:: THE RECORDS ::

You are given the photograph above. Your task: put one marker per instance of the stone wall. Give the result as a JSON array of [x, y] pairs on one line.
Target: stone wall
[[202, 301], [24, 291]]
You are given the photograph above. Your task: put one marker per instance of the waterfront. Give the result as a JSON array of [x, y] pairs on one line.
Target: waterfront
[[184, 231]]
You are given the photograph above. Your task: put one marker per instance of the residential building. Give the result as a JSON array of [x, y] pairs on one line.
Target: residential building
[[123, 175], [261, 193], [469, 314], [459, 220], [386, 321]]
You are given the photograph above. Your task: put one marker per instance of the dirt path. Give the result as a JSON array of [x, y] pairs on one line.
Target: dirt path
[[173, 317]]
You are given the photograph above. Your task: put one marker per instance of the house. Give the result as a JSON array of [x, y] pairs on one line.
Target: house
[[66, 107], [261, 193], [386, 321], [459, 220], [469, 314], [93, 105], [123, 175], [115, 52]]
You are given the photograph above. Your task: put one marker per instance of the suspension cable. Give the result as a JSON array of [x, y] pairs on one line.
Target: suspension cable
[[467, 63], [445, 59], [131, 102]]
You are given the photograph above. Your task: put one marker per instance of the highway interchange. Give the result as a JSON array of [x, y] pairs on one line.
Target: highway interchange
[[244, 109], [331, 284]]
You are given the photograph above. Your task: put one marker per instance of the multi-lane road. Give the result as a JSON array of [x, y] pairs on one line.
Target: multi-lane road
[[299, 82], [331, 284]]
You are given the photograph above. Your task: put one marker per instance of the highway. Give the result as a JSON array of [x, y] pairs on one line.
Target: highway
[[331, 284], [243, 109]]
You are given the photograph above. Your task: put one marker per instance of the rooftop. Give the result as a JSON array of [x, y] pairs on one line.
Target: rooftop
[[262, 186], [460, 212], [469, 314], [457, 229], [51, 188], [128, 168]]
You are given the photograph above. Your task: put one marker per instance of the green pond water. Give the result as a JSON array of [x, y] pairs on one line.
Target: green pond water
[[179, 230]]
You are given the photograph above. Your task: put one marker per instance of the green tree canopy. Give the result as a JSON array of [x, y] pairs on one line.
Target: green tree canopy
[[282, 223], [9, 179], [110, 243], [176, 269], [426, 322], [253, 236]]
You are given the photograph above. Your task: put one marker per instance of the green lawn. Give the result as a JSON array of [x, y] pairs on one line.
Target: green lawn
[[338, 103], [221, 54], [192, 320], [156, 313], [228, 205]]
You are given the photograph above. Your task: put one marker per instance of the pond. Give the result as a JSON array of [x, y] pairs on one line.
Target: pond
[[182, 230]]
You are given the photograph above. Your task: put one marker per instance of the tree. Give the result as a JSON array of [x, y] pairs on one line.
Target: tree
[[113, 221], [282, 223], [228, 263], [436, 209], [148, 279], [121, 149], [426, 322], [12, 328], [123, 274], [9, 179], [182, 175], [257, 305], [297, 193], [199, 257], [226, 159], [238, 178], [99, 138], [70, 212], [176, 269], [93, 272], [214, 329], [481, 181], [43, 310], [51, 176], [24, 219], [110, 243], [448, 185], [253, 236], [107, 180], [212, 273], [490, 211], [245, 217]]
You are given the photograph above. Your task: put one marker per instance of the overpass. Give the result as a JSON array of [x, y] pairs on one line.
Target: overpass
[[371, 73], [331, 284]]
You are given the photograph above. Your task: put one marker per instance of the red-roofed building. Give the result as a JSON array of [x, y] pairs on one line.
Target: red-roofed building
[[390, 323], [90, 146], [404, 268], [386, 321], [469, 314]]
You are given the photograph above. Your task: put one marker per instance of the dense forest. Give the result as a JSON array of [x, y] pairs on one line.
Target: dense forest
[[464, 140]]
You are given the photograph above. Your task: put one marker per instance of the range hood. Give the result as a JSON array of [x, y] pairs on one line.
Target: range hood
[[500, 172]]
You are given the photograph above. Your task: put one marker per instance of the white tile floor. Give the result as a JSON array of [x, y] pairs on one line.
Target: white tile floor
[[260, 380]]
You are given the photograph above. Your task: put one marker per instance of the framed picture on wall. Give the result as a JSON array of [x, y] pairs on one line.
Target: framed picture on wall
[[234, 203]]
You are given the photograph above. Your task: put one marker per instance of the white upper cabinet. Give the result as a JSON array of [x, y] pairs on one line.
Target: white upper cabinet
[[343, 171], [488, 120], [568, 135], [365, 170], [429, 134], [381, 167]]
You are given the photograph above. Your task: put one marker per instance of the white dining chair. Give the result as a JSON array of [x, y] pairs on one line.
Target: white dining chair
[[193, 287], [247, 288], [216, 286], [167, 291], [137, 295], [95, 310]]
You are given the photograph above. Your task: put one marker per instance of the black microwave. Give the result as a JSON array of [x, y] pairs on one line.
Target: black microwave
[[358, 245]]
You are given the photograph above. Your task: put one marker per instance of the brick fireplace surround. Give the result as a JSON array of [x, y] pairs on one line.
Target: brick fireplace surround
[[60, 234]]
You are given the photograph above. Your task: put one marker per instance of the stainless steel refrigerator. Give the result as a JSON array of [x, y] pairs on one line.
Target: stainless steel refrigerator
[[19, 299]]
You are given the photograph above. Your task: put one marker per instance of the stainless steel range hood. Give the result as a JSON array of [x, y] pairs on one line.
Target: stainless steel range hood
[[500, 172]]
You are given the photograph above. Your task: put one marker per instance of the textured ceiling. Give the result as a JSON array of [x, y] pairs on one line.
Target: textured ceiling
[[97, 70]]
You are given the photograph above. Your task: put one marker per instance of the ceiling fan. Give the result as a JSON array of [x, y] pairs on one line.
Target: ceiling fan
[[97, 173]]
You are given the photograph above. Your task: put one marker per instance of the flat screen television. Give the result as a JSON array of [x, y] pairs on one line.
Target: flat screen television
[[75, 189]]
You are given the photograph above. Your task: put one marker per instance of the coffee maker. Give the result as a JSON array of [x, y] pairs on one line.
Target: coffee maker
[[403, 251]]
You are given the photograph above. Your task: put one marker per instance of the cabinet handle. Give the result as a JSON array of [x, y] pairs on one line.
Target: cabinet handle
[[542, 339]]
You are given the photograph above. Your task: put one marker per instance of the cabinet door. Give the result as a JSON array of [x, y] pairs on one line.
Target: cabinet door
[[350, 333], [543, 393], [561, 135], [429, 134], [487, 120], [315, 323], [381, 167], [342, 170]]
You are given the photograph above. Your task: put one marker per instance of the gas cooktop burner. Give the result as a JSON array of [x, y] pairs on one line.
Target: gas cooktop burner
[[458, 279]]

:::

§ YOUR OBJECTIVE
Reproduce the lines of every one of the records above verbatim.

§ THE RESPONSE
You are given the photograph above. Your task: put one marker per instance of the stone wall. Give the result as a JSON array of [x, y] pairs on one line.
Target: stone wall
[[202, 301], [24, 291]]
You are given the photograph above. Your task: put one marker per instance of the waterfront. Give the result as a JSON array of [x, y] pairs on one line.
Target: waterfront
[[184, 231]]
You are given the photograph above. Your task: put one marker per instance of the residential building. Give the result as a JSON array of [x, y] pairs on one line.
Target: residential building
[[123, 175], [261, 193], [469, 314], [459, 220], [386, 321]]
You are given the photograph above. Your task: put one marker per instance of the dirt path. Give the result as a JSON array of [x, y] pairs on one line.
Target: dirt path
[[173, 317]]
You are given the photograph above. Your task: put one marker per instance of the house. Give the result as a JSON array of [x, y] pairs on one line.
Target: house
[[66, 107], [261, 193], [386, 321], [459, 220], [469, 314], [93, 105], [123, 175], [115, 52]]
You are given the photograph above. Your task: put one marker per instance of the suspension cable. Give the result as a JSON array of [x, y] pairs on one line.
Target: suspension cable
[[467, 63], [445, 59], [131, 102]]
You are given the photograph above. Your task: put one marker per instance of the highway interchange. Give the result as a JSON array of [x, y] pairs on one line.
Target: highway interchange
[[244, 109], [331, 284]]
You are given the photograph above. Your task: put one marker per instance of the multi-lane road. Give the result as a JSON array of [x, y] pairs on one line.
Target: multi-lane road
[[299, 82], [331, 284]]
You are given the photograph above. Your task: put one marker per instance of the highway. Give the result as a JSON array of [x, y] pairs on one line.
Target: highway
[[331, 284], [243, 109]]
You are given the photograph above. Your task: put one marker per instance of the rooftop. Give the result as a JSON array of [x, y] pairs on one line.
Target: rooftop
[[262, 186], [460, 212], [469, 314], [457, 229], [51, 188], [128, 168]]
You are given the photograph above. Your task: put one marker per instance of the green pond water. Give the result as a JSON array of [x, y] pairs on one line.
Target: green pond water
[[179, 230]]
You are given the photograph above. Your task: put one marker per instance of the green tree canopy. Give the result as a JSON array of [x, y] pairs on one line.
Target: green tree canopy
[[282, 223], [9, 179], [110, 243], [176, 269], [426, 322], [253, 236]]
You are given the photograph above. Your task: put one marker per instance of the green lawn. Give the result as a JSON array of [x, y] pairs on one line.
Target: green lawn
[[338, 103], [221, 54], [192, 320], [156, 313], [228, 205]]
You are given the photograph above. Your task: put one marker per instance of the pond. Give the result as a JSON array of [x, y] pairs on one line.
Target: pond
[[182, 230]]
You are given the photograph above. Your task: put one marker per instance of the tree. Give the result as a JSON array of [x, y] pairs on one line.
Target: tree
[[113, 221], [282, 223], [228, 263], [436, 209], [148, 279], [121, 149], [426, 322], [12, 328], [123, 274], [9, 179], [182, 175], [257, 305], [297, 193], [199, 257], [226, 159], [238, 178], [99, 138], [70, 212], [176, 269], [93, 272], [214, 329], [481, 181], [43, 310], [51, 176], [24, 219], [110, 243], [448, 185], [253, 236], [107, 180], [212, 273], [490, 211], [245, 217]]
You are given the photograph above. Your task: put one marker per instance of the overpass. Give the result as a JSON array of [x, y] pairs on one line.
Target: overpass
[[371, 73], [331, 284]]
You are given the photograph above. Your task: put one marker per instance of the red-roofed building. Give the result as a JSON array of [x, y] pairs on one line.
Target: red-roofed building
[[390, 323], [90, 146], [404, 268], [386, 321], [469, 314]]
You are given the photograph above. Your task: put one marker per instance of the dense forest. Give the result as a JSON array of [x, y] pairs on one line.
Target: dense forest
[[464, 140]]
You are given the photograph above. Your task: put one marker per instance of the range hood. Give the result as a JSON array of [x, y] pairs on one line.
Target: range hood
[[500, 172]]
You are given the photograph above. Your task: put one marker per instance of the white tile floor. Give the result as a JSON array of [x, y] pairs on one line.
Target: white tile floor
[[260, 380]]
You are given the photograph above. Your task: put one marker per instance of the framed picture on wall. Give the result as a JSON array of [x, y] pairs on one line.
Target: framed picture on wall
[[234, 203]]
You are given the photograph above. Your task: put one marker per instance of the white upper cabinet. Give the result as a JSON array of [x, y] pairs on one line.
Target: white upper cabinet
[[343, 171], [488, 120], [568, 135], [365, 170], [429, 134], [381, 167]]
You are given the photograph above. Your task: put one marker per instance of the white dining chair. Give the result as a JSON array of [x, y] pairs on one line.
Target: white dining chair
[[193, 287], [247, 288], [216, 286], [167, 291], [137, 295], [95, 310]]
You are given the photograph above. Your task: put one marker per instance of the black microwave. Give the result as a JSON array of [x, y] pairs on one line.
Target: black microwave
[[358, 245]]
You are given the photograph above. Your task: put one marker per instance of the brick fireplace surround. Give the result as a JSON array of [x, y] pairs on one line.
Target: brick fireplace surround
[[60, 234]]
You are given the photograph above. Your task: put one marker per instance of the stainless steel refrigerator. Give the result as a JSON array of [x, y] pairs on one line.
Target: stainless steel refrigerator
[[19, 299]]
You are given the photograph above. Your task: put one marker per instance of the stainless steel range hood. Give the result as a JSON array of [x, y] pairs on one line.
Target: stainless steel range hood
[[500, 172]]
You are given the photograph above. Your task: put one marker per instance of the textured ceiling. Give the result as a JSON array of [x, y] pairs on one line.
Target: textured ceiling
[[97, 70]]
You are given the photograph above. Your task: put one marker per instance of the ceiling fan. Give the result as a JSON array of [x, y] pairs on one line.
Target: ceiling fan
[[97, 173]]
You are given the photograph above. Your task: put one marker per instance of the flat screen television. Give the result as a JSON array of [x, y] pairs on one line.
Target: flat screen television
[[75, 189]]
You are given the photograph above. Your task: put one marker per instance of the coffee maker. Give the result as a JSON array of [x, y] pairs on one line.
Target: coffee maker
[[403, 251]]
You are given the photograph above. Your task: put one marker per instance of the cabinet handle. Give the result as a JSON array of [x, y] pairs on one line.
Target: cabinet handle
[[542, 339]]
You are given the photograph above. Your task: put one marker per instance of the cabinet door. Give the result as a JSON array of [x, y] pairs on one line.
Target: cabinet door
[[350, 333], [543, 393], [561, 135], [429, 134], [487, 120], [315, 323], [381, 167], [342, 170]]
You are given the photograph above. Your task: put one marker per instance of the gas cooktop burner. Give the result as a JSON array of [x, y] pairs on one line.
Target: gas cooktop burner
[[458, 279]]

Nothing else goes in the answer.